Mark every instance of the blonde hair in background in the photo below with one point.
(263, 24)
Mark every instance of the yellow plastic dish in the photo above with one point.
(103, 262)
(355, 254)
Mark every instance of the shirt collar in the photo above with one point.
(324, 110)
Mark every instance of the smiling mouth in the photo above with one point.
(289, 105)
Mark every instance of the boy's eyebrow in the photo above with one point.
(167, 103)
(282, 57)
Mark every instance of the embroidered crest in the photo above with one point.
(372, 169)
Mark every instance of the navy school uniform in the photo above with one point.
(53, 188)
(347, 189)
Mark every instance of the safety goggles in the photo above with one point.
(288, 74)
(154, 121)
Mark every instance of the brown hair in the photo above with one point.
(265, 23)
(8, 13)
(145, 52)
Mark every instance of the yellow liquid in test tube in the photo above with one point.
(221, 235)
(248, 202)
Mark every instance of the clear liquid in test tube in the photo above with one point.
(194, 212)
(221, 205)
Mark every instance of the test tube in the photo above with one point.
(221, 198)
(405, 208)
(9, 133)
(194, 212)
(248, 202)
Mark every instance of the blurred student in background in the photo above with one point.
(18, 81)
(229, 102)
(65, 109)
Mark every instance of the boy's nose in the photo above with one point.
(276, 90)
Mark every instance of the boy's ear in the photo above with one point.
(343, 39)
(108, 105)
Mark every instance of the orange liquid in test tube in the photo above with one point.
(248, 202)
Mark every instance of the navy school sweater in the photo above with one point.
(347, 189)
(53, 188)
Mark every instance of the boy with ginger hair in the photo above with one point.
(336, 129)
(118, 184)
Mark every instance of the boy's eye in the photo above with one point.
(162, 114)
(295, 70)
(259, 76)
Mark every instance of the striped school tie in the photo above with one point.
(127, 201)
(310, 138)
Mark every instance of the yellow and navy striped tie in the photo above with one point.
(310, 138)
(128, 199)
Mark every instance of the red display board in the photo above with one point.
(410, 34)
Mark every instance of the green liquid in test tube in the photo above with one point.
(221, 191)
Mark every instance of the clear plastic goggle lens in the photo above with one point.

-*-*-

• [Your task]: Repeat all of the entries above exactly.

• [Result of the exercise]:
Mark every instance of the blonde hair in background in the photo below with one point.
(263, 24)
Mark every instance of the yellow plastic dish in the photo above with one point.
(103, 262)
(355, 254)
Mark every instance of the shirt collar in the photo above with one point.
(324, 110)
Mark every instance of the smiling mouth in the photo above with one point.
(289, 105)
Mark every instance of the boy's eyebrow in the photo above with one point.
(167, 103)
(282, 57)
Mark every instance of the embroidered crest in the photo above with one point.
(372, 169)
Mark every instance of the navy school uniform in the photo above with one point.
(53, 188)
(347, 189)
Mark every instance of the safety goggles in the photo above with one point.
(288, 74)
(154, 121)
Mark every instance of the brown hair in the photo above with one point.
(265, 23)
(8, 13)
(145, 52)
Mark every instance of the yellow liquid in test tube in the photo above with one point.
(221, 235)
(248, 202)
Mark every instance of the clear liquid in test tube in the photo above with one point.
(194, 212)
(221, 205)
Mark every instance of the test tube in the photo above with one point.
(221, 198)
(405, 208)
(9, 133)
(194, 212)
(248, 202)
Mark every instance of the blurred student in background in the photo above with one point.
(18, 81)
(229, 102)
(65, 109)
Mark every instance of the boy's nose in the photo above with one point.
(276, 90)
Mark every instance of the boy's ear in the photo above with one point.
(343, 39)
(108, 105)
Mark every instance of the orange liquid in test tube in the photo above with one point.
(248, 202)
Mark every instance of the navy school sweater in the photo above with one point.
(347, 189)
(53, 188)
Mark every instance of the boy with ginger hair in the photo above with one point.
(336, 129)
(118, 184)
Mark every instance of the boy's eye in the photo above with one point.
(162, 114)
(295, 70)
(259, 76)
Mark every instance of the striped school tie in the photo above with one point.
(127, 201)
(310, 138)
Mark every instance of the yellow and navy striped tie in the photo above with one point.
(310, 138)
(128, 199)
Mark every instance of the red display board in the photo above with one point.
(410, 34)
Mark every instance of the green liquid in test tube in the photo above with one point.
(221, 191)
Mark every instance of the clear plastic goggle lens in the photo above with one point.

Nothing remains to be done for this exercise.